==== DATASET EXTRACT ====

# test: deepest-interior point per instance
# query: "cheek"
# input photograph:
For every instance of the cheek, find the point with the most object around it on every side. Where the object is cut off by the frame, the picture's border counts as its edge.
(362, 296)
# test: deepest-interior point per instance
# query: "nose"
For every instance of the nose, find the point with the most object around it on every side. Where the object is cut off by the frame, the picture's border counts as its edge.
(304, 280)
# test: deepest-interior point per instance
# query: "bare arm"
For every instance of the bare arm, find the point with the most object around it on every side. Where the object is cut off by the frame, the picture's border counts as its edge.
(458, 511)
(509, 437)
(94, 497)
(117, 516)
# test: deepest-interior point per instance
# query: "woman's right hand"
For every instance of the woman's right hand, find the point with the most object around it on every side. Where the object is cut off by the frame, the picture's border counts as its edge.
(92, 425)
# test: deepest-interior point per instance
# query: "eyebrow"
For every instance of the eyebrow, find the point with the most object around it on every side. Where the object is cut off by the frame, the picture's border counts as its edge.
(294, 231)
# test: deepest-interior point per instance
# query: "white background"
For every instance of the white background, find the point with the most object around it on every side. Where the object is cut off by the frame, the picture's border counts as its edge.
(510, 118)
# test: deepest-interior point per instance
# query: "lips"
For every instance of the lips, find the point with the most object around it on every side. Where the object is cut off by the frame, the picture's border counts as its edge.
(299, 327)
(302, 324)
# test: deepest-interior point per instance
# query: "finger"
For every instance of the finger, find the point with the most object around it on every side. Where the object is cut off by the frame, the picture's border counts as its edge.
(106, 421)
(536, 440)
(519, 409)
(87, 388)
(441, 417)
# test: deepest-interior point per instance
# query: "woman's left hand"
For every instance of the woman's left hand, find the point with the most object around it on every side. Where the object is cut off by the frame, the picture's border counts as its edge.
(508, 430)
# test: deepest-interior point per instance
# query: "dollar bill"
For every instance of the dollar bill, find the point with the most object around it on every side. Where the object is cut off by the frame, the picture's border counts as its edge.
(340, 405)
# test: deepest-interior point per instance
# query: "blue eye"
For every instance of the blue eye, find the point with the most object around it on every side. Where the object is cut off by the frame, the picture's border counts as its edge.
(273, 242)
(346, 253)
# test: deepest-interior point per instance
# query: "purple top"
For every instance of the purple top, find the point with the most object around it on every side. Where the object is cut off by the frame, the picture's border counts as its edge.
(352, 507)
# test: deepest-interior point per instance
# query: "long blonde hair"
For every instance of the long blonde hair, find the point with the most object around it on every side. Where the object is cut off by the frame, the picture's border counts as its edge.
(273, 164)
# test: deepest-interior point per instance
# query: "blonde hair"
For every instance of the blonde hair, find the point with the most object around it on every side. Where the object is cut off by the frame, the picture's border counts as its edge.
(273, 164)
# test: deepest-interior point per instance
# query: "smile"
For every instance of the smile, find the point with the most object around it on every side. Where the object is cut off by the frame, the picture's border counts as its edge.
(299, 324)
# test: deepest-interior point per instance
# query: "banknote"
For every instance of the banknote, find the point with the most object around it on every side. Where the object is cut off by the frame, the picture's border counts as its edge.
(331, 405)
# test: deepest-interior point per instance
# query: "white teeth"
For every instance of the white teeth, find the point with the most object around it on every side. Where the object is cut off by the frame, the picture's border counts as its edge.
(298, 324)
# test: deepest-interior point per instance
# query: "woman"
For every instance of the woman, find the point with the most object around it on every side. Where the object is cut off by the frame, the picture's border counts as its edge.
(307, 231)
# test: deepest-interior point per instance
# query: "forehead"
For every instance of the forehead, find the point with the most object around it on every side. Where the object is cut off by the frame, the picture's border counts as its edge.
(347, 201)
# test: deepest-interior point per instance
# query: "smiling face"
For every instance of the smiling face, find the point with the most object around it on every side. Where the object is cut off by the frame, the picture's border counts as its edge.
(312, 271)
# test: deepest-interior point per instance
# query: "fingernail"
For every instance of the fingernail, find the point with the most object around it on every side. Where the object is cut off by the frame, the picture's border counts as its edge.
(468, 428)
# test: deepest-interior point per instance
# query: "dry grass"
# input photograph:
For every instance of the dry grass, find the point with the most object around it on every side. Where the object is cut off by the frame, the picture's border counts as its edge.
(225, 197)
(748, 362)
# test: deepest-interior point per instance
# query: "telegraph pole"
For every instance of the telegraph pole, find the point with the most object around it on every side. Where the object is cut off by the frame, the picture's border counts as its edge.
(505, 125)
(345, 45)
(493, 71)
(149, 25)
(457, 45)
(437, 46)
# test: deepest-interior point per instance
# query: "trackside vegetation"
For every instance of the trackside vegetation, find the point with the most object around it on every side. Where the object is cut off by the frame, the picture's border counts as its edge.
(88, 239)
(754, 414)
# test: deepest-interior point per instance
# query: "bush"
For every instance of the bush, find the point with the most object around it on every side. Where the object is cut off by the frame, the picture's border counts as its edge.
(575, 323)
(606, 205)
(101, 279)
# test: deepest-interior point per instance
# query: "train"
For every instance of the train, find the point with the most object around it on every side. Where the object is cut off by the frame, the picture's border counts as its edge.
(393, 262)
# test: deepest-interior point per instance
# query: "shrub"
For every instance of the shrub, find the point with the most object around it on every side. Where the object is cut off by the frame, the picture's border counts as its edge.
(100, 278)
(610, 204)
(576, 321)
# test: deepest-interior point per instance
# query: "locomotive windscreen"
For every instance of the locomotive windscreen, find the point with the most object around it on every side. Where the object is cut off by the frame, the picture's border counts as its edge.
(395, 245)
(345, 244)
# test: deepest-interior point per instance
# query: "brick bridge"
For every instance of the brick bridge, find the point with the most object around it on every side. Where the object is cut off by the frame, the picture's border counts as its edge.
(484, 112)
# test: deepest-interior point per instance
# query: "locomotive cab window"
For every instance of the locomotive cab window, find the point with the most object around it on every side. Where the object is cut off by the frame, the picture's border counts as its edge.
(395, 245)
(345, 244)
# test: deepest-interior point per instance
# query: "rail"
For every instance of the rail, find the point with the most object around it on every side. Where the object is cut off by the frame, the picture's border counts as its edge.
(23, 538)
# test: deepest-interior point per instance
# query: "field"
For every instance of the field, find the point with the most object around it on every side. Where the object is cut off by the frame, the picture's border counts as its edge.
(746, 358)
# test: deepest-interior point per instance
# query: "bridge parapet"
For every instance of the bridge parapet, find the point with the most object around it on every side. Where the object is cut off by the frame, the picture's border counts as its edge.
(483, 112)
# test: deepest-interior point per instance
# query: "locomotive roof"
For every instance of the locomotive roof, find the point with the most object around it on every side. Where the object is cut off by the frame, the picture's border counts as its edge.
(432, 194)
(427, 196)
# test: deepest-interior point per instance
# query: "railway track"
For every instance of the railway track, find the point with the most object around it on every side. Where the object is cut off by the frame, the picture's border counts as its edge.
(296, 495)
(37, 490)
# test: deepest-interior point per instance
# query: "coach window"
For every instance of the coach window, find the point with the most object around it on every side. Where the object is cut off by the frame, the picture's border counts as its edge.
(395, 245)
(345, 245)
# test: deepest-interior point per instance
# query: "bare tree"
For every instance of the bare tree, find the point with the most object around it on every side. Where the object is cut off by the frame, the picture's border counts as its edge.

====

§ GOAL:
Restate each of the entries above verbatim.

§ RESPONSE FOR THIS EXERCISE:
# test: deepest-interior point per instance
# query: "cheek"
# input photograph:
For every instance of the cheek, find the point with the most object around it on every side. Where the object is cut off by the frame, the picture's border counts as its edge.
(362, 296)
# test: deepest-interior point per instance
# query: "nose"
For every instance of the nose, find the point with the most object around it on every side. Where the object is cut off by the frame, the picture's border counts as its edge.
(304, 280)
# test: deepest-interior point per instance
# query: "bare arm"
For every instance of the bare arm, find the point with the most object around it on every side. Where the object is cut off by the frame, the picture's border counts as its edge.
(458, 511)
(509, 437)
(94, 497)
(117, 516)
# test: deepest-interior point per instance
# query: "woman's right hand"
For every instance of the woman's right hand, find the point with the most object around it on every side. Where the object is cut off by the frame, the picture's border counts as its edge.
(92, 425)
# test: deepest-interior point per instance
# query: "eyebrow"
For every instance of the eyebrow, find the point with the most object around it on every side. Where the object is cut off by the frame, the picture's border counts as its edge.
(294, 231)
# test: deepest-interior point per instance
# query: "white background"
For every instance of the white background, find the point with the most object around it on every side. Where the object is cut off by the frame, the picture's border counts as its edge.
(510, 118)
# test: deepest-interior point per instance
# query: "lips"
For every instance of the lips, find the point with the most object around it on every side. Where the object is cut off by the frame, the picture's border counts as its edge.
(299, 327)
(302, 324)
# test: deepest-interior point per instance
# query: "finger"
For every instance of the finger, find the point with the most object around it on every side. Where the object is cut off by the frame, the picture's border counts as its edge.
(106, 421)
(536, 440)
(519, 409)
(87, 388)
(441, 417)
# test: deepest-interior point per instance
# query: "woman's left hand"
For every instance of the woman's left hand, find the point with the most object around it on every side. Where the object is cut off by the frame, the picture's border counts as its edge.
(508, 430)
# test: deepest-interior point per instance
# query: "dollar bill"
For every instance of the dollar bill, find the point with the most object around it on every side. Where the object is cut off by the frame, the picture's border counts as its edge.
(340, 405)
# test: deepest-interior point per instance
# query: "blue eye"
For every instance of the blue eye, find the point with the most object around it on every side. Where the object is cut off by the frame, the picture's border counts as its edge.
(273, 242)
(346, 253)
# test: deepest-interior point per instance
# query: "purple top"
For every instance of the purple top, find the point with the most object around it on every side. Where the object is cut off by the frame, the picture's border counts as its edge.
(352, 507)
# test: deepest-interior point per instance
# query: "long blonde hair"
For every instance of the long blonde hair, find the point with the most object around it on every side. Where the object is cut off by the frame, the picture's border counts as its edge.
(273, 164)
# test: deepest-interior point per instance
# query: "blonde hair"
For every instance of the blonde hair, find the point with the most object around it on every side. Where the object is cut off by the frame, the picture's border counts as its edge.
(273, 164)
# test: deepest-interior point per instance
# query: "smile"
For every instance of the smile, find the point with the most object around it on every side. Where the object is cut off by the frame, the picture's border counts as its edge.
(299, 324)
# test: deepest-interior point per instance
# query: "banknote"
For every instance of the banknote, find the point with the most object around it on every side. Where the object is cut off by the frame, the picture's border counts as its edge.
(331, 405)
# test: deepest-interior point per instance
# query: "white teeth"
For every instance of the white teeth, find the point with the most object around it on every side. Where the object is cut off by the frame, the picture's border counts as its edge.
(298, 324)
# test: deepest-interior point per instance
# query: "woman"
For every instance of the woman, find the point with the most object around it on every side. Where the object is cut off by the frame, the picture's border counts as its edge.
(307, 231)
# test: deepest-interior point per instance
# query: "forehead"
For every instance of the forehead, find the point with the most object around it on every side. Where the object is cut off by the frame, the picture's border counts as its edge.
(347, 201)
# test: deepest-interior point per instance
# query: "smiling face"
For every instance of the smiling face, find the point with the most object around it on every side. Where the object is cut off by the frame, the picture's border counts as its edge.
(312, 271)
# test: deepest-interior point per instance
# query: "fingernail"
For every instance of the fingernail, find the point with the most object around it on every side. Where the object is cut off by the frame, the picture's border counts as its edge.
(468, 428)
# test: deepest-interior point per instance
# query: "dry grass"
# input photograph:
For every instance of the dry grass, find the point with the most object around it on every side. Where the object is cut off by the frame, the picture's border counts as its edge.
(225, 197)
(748, 362)
# test: deepest-interior point per instance
# query: "telegraph pole"
For every instance of the telegraph pole, find the point with the most object around it on every side. Where the object is cut off by the frame, the picture's border counts as its edge.
(505, 125)
(345, 45)
(493, 71)
(149, 25)
(457, 45)
(437, 46)
# test: deepest-interior point per instance
# query: "trackside vegetation"
For every instance of the trackside vegetation, find the point with the most object around it on every side. Where the object is cut off by the frame, the picture's border counts as its edge.
(88, 239)
(754, 414)
# test: deepest-interior point per instance
# query: "bush"
For every instance of the bush, find the point with the most object around it on every side. Where the object is cut off by the frame, the picture's border counts as its edge.
(575, 323)
(606, 205)
(101, 279)
# test: deepest-interior point per instance
# query: "train"
For every instance of the train, find the point with the most object around it on every side. Where the object is cut off by the frame, the picture's border counts as its edge.
(393, 262)
# test: deepest-interior point per instance
# query: "shrub"
For every instance of the shrub, find the point with the most object around it on every side. Where the object is cut off by the frame, the picture's border counts as its edge.
(100, 278)
(610, 204)
(576, 321)
# test: deepest-interior point per instance
# query: "locomotive windscreen"
For every instance of the locomotive windscreen, find the point with the most object around it on every side. Where the object is cut off by the frame, the picture's border counts as its edge.
(395, 245)
(345, 244)
# test: deepest-interior point per instance
# query: "brick bridge"
For every instance of the brick bridge, find the point with the most object around it on every side. Where the object is cut off by the frame, the picture's border counts as its edge.
(484, 112)
# test: deepest-interior point per instance
# query: "locomotive cab window"
For every instance of the locomotive cab window, find the point with the most object around it on every side. Where the object is cut off by the frame, the picture's border counts as its edge.
(395, 245)
(345, 244)
# test: deepest-interior point per instance
# query: "rail"
For every instance of the rail, find the point with the most object around it on every side. Where the object is cut off by the frame, the picture's border counts as its edge.
(23, 538)
# test: deepest-interior point per instance
# query: "field"
For every instance of the field, find the point with the most object around it on every side. Where the object is cut off by the frame, the picture's border counts as its edge.
(746, 358)
# test: deepest-interior point per instance
# query: "bridge parapet"
For every instance of the bridge parapet, find the point with the most object around it on every side. Where the object is cut off by the frame, the picture's border counts as its edge.
(483, 112)
# test: deepest-interior point per instance
# query: "locomotive roof"
For every instance of the locomotive roof, find the point with the most object around it on every side. Where the object is cut off by the frame, the picture's border counts as its edge.
(432, 194)
(427, 196)
# test: deepest-interior point per instance
# query: "railway track"
For every instance of the railway track, find the point with the most object around it on every side. Where the object is cut off by the frame, the picture's border counts as its edge.
(296, 495)
(37, 490)
# test: deepest-interior point per instance
# query: "coach window"
For every instance of the coach window, find the point with the most object around it on every side. Where the object is cut off by the frame, the picture's border counts as its edge.
(395, 245)
(345, 245)
# test: deepest-interior point per instance
# query: "bare tree"
For every instance of the bare tree, find the point with the most object around it on every side. Where the object is cut off by the frame, the picture's border counts as its edge.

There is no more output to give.